● **STORED ROWS**
▼▼▼

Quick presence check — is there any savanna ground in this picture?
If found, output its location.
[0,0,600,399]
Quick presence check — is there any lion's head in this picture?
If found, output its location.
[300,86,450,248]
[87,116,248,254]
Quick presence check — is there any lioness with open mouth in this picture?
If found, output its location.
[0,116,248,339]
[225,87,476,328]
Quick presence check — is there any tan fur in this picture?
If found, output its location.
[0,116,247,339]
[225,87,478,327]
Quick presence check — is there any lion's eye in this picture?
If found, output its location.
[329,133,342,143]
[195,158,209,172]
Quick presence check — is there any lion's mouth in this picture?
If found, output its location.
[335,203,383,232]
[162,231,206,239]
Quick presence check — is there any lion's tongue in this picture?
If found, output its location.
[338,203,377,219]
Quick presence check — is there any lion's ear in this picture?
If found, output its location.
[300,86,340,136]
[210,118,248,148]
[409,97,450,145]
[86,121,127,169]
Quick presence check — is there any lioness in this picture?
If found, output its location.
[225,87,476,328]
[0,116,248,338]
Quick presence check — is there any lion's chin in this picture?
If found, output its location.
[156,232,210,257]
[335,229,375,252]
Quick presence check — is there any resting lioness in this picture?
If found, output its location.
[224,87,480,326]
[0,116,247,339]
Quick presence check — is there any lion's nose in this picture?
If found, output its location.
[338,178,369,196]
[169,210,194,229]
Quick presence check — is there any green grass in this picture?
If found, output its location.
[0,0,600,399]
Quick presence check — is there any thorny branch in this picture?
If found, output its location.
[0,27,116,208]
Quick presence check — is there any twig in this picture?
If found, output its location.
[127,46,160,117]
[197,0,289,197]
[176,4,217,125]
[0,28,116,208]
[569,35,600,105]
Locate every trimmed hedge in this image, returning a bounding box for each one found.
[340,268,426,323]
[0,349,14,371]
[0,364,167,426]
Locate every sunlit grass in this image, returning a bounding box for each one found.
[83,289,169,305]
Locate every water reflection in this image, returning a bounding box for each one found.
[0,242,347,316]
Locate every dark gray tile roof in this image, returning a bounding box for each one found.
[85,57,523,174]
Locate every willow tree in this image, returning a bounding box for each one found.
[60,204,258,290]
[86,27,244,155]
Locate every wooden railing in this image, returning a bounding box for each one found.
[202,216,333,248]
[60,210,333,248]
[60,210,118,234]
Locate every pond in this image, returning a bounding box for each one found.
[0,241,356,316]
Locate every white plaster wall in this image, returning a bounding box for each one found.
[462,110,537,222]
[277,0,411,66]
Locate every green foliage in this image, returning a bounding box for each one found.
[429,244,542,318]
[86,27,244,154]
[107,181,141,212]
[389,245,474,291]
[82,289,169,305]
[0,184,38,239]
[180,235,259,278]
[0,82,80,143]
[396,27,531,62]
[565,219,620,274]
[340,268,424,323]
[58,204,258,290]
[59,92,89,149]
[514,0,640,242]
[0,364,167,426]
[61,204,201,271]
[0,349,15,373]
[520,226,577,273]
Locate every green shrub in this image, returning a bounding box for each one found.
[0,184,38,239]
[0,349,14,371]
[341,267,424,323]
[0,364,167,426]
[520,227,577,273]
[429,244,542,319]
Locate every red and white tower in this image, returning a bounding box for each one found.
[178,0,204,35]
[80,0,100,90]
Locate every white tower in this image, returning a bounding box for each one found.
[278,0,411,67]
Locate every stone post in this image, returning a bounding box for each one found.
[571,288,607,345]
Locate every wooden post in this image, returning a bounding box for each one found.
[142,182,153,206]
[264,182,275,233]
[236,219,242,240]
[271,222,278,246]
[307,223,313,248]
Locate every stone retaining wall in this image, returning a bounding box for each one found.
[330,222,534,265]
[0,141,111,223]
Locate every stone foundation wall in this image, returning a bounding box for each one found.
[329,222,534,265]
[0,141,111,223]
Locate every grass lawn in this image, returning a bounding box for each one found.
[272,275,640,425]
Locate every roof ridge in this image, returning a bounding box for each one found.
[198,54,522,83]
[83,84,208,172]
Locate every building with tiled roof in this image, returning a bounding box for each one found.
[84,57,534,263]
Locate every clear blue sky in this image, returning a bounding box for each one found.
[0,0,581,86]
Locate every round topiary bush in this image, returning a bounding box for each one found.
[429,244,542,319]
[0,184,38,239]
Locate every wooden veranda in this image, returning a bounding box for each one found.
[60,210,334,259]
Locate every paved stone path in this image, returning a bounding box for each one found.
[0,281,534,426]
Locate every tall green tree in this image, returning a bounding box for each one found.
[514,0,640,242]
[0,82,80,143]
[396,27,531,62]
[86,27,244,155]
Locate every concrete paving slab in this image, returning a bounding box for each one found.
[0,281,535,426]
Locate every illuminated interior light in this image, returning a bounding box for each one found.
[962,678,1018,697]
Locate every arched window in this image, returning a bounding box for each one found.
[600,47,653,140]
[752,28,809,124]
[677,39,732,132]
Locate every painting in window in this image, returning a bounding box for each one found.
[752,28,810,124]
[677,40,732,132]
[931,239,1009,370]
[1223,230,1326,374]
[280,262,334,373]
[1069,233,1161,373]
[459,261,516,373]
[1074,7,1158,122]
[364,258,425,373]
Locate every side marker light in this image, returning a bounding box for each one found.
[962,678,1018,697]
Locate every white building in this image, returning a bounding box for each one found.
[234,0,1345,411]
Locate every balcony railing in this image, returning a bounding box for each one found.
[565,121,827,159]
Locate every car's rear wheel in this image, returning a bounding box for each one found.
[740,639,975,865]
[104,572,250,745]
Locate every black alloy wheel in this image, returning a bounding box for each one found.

▲▲▲

Please add 25 to every bounding-box coordinate in the answers, then write out all the items again, from the line that has "Locate every balcony" through the last line of the items, both ends included.

Locate every balcony railing in this image, returning a bounding box for each one found.
[590,146,852,184]
Locate every car's rear wheel in this image, returning a bounding box for each one found.
[765,664,1000,890]
[129,597,275,770]
Locate every black alloy wheel in this image, returning a bounding box for each one found.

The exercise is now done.